# [Aim]
Update each of the entries below, swapping "thickest part" for "widest part" wherever it occurs and keeping every other word unchanged. Leave the pictures out of your answer.

═════ Stored rows

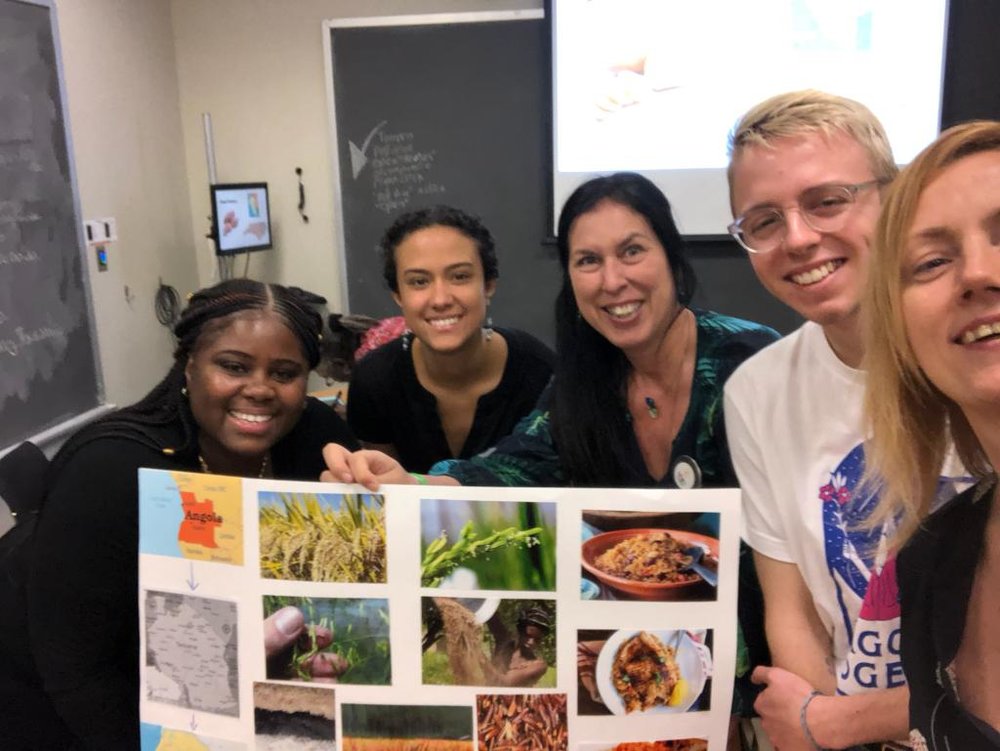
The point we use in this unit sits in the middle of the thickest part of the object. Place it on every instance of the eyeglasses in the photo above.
(824, 208)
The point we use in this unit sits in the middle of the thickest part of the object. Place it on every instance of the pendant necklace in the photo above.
(260, 475)
(651, 406)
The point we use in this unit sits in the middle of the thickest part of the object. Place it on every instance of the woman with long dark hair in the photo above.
(637, 396)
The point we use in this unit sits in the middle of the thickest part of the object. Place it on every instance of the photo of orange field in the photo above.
(405, 744)
(379, 727)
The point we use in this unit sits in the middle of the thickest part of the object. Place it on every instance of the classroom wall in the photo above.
(120, 75)
(257, 67)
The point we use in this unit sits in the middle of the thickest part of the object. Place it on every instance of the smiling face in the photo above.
(246, 386)
(442, 293)
(951, 284)
(620, 276)
(817, 274)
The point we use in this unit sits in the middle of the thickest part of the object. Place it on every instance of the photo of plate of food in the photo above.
(653, 564)
(660, 672)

══════════

# [Task result]
The point we use in this unit sits in the middle of the widest part of the object. Place it on every instance of the eyeglasses in the photo above.
(824, 208)
The point we use in this unit sits in the middle of the widest part of the object. Place it on every instance of the pendant necklace in the photo above.
(260, 475)
(651, 406)
The point we use in this unit sits in the middle of the widest part of the object. Place it on every instance of the woman with long dark hair in the photo above.
(637, 396)
The point we use in this unit sits in the middle of the widest part of the object. Place it on every instance of the photo of orange field in the photo above.
(405, 744)
(379, 727)
The point we use in this unit sits in the middle of the widest part of the object. Place it on every instance of the classroom wall in the photo above.
(120, 75)
(257, 67)
The point we use in this unit sits in the middle of the widest part of the object. Place it on every instance of the smiling face in the photo above.
(246, 386)
(442, 293)
(951, 284)
(620, 276)
(817, 274)
The point we use in this unit sits in the middle of the widest part of the object. Place it on every instance of the photo of plate of food in the photo above.
(653, 564)
(660, 672)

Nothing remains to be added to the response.